Rewrite the material below from the line with "If you could point out the ceiling" through the end, changing every "stainless steel" to "brushed metal" and leaving everything else as it is.

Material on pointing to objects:
______
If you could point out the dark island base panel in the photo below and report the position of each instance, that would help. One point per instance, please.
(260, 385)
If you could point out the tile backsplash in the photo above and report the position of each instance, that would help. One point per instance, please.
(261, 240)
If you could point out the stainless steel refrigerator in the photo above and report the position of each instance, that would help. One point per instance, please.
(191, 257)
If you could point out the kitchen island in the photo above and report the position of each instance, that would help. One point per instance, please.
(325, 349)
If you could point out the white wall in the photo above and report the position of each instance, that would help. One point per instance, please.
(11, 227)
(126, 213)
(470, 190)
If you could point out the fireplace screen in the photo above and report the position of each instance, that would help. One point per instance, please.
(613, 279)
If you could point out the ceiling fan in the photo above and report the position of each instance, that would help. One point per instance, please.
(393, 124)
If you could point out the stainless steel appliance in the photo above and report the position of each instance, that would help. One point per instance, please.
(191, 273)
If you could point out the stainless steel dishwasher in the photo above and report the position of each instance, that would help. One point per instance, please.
______
The response –
If you could point out the ceiling fan in the photo above and report the position of each instance, that would help. One point per instance, please.
(393, 124)
If you could point out the brushed metal appliance in the photo above and report the position of each instance, that would help. One point per instance, please.
(191, 273)
If you could point out the brushed metal dishwasher in the photo above and report the position of each instance, that would help. One point per instance, please.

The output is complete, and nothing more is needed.